# [DATA SUPPLIED]
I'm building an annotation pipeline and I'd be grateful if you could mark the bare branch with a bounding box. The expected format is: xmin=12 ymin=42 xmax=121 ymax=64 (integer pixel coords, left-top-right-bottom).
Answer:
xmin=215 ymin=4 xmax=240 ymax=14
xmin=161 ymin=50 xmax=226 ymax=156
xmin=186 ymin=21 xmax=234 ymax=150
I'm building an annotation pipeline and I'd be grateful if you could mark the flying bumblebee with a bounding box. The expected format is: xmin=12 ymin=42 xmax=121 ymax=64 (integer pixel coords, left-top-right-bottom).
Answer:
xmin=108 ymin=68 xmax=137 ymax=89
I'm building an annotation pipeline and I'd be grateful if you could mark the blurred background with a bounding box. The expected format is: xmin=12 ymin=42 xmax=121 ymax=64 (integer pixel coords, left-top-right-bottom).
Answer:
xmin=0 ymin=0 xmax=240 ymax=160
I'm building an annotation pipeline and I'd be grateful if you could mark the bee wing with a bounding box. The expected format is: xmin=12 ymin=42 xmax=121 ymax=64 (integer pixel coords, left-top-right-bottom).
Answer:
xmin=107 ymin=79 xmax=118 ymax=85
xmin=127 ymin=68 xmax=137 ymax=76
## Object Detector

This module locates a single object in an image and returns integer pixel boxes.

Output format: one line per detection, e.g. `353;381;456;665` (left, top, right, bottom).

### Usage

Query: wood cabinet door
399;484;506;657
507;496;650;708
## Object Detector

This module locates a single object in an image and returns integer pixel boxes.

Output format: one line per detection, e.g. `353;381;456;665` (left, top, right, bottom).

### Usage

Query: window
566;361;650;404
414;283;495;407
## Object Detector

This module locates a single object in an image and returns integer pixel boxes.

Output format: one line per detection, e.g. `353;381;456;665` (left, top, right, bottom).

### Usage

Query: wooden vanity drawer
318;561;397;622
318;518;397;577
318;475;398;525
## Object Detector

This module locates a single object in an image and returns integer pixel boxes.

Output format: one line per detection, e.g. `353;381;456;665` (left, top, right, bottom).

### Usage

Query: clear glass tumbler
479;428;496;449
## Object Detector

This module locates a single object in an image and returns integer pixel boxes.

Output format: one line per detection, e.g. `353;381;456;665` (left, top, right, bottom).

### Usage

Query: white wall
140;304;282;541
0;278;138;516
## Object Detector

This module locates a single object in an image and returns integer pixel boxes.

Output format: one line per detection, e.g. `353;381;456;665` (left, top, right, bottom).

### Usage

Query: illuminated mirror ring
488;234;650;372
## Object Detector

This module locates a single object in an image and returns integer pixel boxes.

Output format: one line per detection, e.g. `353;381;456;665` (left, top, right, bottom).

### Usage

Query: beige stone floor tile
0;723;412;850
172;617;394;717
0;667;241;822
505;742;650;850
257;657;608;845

# [AIM]
Recast as a numbered list, omitting any blank lines, only the lines beginning at the start of the items and continuing through the line containing "xmin=186 ymin=21 xmax=234 ymax=150", including that line.

# [PROBLEM SOLUTION]
1. I'm building an annotation pipeline and I'd be grateful if you could mark the bare branch with a bounding box. The expected format is: xmin=12 ymin=42 xmax=121 ymax=64 (integer pixel coords, left-top-right-bottom).
2. Answer:
3. xmin=215 ymin=4 xmax=240 ymax=14
4. xmin=161 ymin=50 xmax=226 ymax=156
5. xmin=186 ymin=21 xmax=234 ymax=150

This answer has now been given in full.